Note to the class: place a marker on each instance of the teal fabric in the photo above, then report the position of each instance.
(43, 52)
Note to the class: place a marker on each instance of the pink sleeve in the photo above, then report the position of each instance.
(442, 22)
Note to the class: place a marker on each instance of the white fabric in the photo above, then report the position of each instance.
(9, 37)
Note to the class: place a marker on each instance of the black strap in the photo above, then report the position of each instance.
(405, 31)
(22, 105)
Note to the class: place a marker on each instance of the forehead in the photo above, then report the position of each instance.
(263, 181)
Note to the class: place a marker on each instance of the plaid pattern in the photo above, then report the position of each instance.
* * *
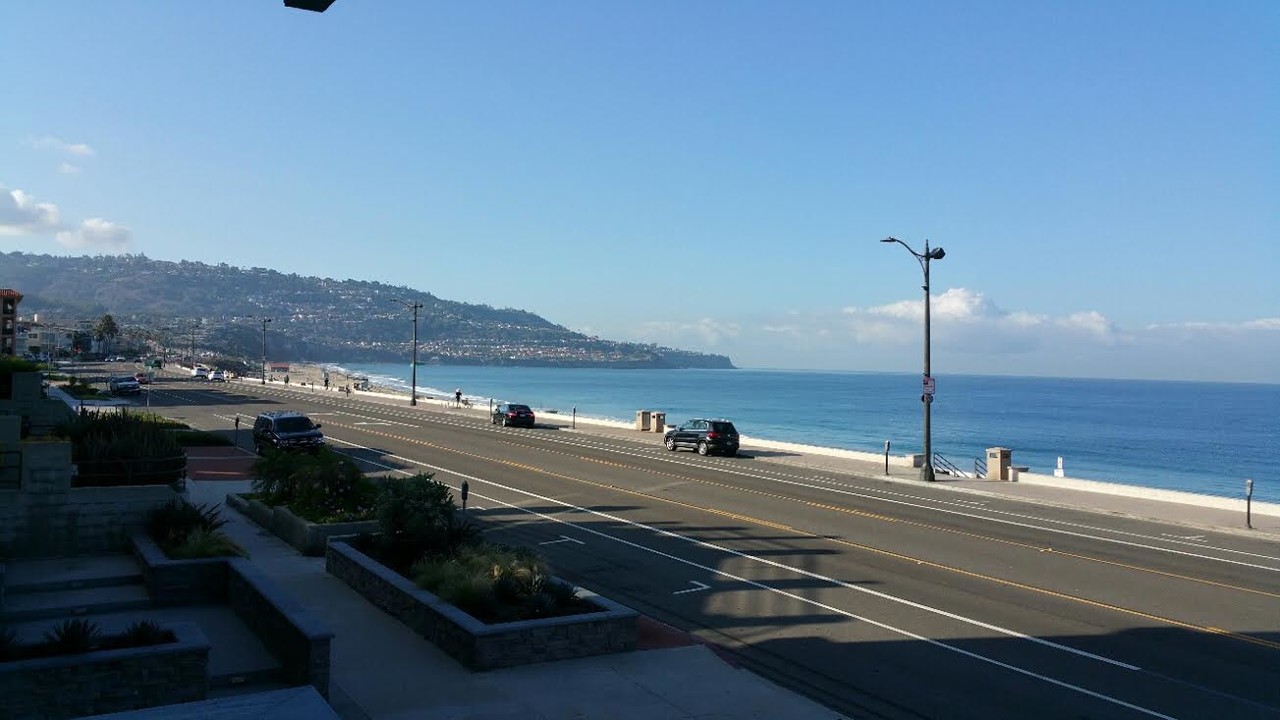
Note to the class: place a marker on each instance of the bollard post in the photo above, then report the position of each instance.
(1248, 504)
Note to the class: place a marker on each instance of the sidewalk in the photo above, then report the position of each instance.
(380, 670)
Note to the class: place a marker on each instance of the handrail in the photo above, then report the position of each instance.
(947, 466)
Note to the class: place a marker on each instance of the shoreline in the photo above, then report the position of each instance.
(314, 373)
...
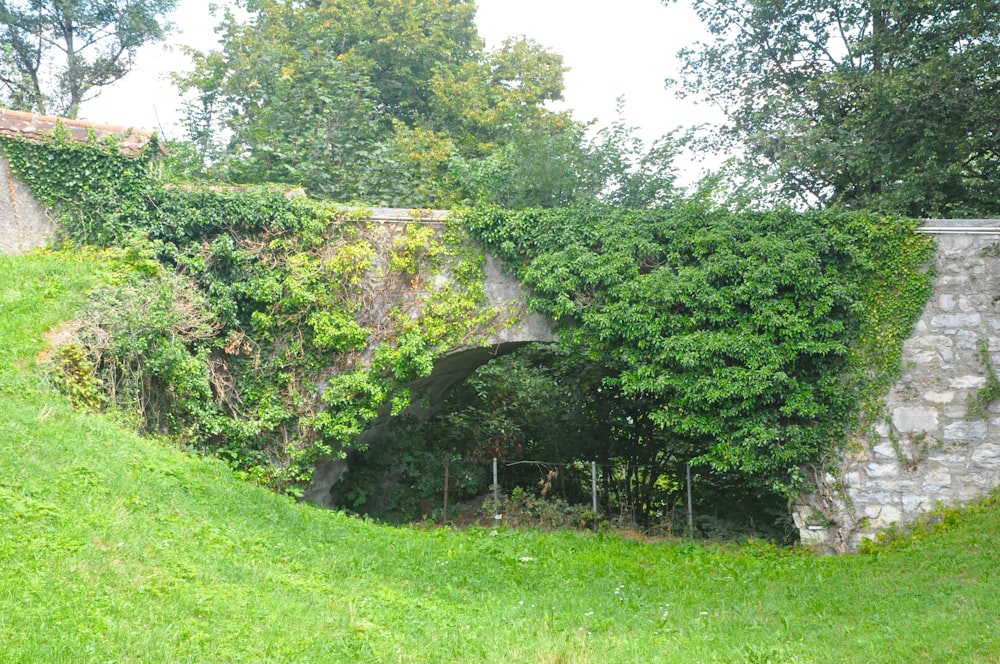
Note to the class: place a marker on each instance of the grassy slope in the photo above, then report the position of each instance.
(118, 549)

### [Your objective]
Please copy the lines above from the line with "of the forehead" up to and including the line with "of the plaid", exactly as written and with nothing else.

### [Reply to the task]
Note to the class: place a marker on each instance of the forehead in the photo above, then report the position of each instance.
(263, 181)
Note to the class: place a marker on each instance of the plaid pattern in the photo above, then report the position of each instance.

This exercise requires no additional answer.